*Check your understanding*:
a) In the passage on counterforce attack casualties, by about how much would the casualty estimates for the U.S.S.R. drop if intermediate-range missiles were left out as targets?
b) Which subsets of counterforce targets does the passage on counterforce attack casualties name? List all of them.

*Text segment*:
++++
Limiting the attack to any subset of counterforce targets, such as missile silos, bomber bases, naval bases, weapon storage depots, command-­and-communication facilities or intermediate-range forces (in the case of the U.S.S.R.) would cause at least a million deaths in all cases but one [see illustration below]. Hence one could not hope to reduce the casualties below many millions by eliminating one or two classes of targets. Our casualty estimates for the U.S.S.R., for example, would be only about 10 percent lower if we had not included as targets the intermediate-range missiles, which are to be eliminated over the next few years. (Actually the effect of the elimination of the Soviet intermediate­-range missile will be approximately offset by the replacement of Trident warheads with more powerful Trident II warheads on U.S. ballistic-missile submarines.) On the other hand, our casualty estimates for both sides would have been considerably higher if we had included other classes of plausible military-related targets.
++++
(Natural-language object grounding data)

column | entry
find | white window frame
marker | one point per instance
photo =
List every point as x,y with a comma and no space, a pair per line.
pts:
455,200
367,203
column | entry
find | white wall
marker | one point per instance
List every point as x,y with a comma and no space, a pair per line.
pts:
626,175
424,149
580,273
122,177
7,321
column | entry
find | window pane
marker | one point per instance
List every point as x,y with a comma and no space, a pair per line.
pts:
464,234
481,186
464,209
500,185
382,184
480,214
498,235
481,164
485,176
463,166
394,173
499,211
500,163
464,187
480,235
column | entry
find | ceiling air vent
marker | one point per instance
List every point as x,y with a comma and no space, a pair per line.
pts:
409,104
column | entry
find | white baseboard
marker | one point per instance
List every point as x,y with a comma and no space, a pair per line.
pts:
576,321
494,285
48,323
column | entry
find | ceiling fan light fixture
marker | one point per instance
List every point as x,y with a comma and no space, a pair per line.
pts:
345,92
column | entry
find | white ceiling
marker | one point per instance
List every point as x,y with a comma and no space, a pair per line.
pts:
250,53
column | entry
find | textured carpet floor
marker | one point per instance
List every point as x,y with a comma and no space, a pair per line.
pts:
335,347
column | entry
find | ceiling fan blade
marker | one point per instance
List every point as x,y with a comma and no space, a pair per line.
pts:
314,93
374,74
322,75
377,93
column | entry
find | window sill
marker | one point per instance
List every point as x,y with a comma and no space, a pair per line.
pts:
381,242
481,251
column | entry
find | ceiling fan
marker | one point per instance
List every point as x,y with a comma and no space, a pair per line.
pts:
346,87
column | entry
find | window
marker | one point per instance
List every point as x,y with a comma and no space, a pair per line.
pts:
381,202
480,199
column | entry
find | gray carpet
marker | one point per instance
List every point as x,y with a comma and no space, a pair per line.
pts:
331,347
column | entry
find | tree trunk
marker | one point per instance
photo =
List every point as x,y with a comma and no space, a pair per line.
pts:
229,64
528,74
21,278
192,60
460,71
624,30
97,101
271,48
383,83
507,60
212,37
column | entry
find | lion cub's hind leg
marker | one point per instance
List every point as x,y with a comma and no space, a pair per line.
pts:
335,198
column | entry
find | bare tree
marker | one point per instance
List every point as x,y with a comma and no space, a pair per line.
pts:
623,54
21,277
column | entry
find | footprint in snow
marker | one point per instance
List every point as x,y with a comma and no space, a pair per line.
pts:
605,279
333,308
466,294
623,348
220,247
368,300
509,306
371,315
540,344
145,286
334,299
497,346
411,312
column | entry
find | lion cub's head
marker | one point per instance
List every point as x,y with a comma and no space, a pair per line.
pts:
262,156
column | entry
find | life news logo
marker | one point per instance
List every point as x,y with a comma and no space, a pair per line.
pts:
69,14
++++
*Answers below*:
a) About 10 percent.

b)
- Missile silos
- Bomber bases
- Naval bases
- Weapon storage depots
- Command-and-communication facilities
- Intermediate-range forces (in the case of the U.S.S.R.)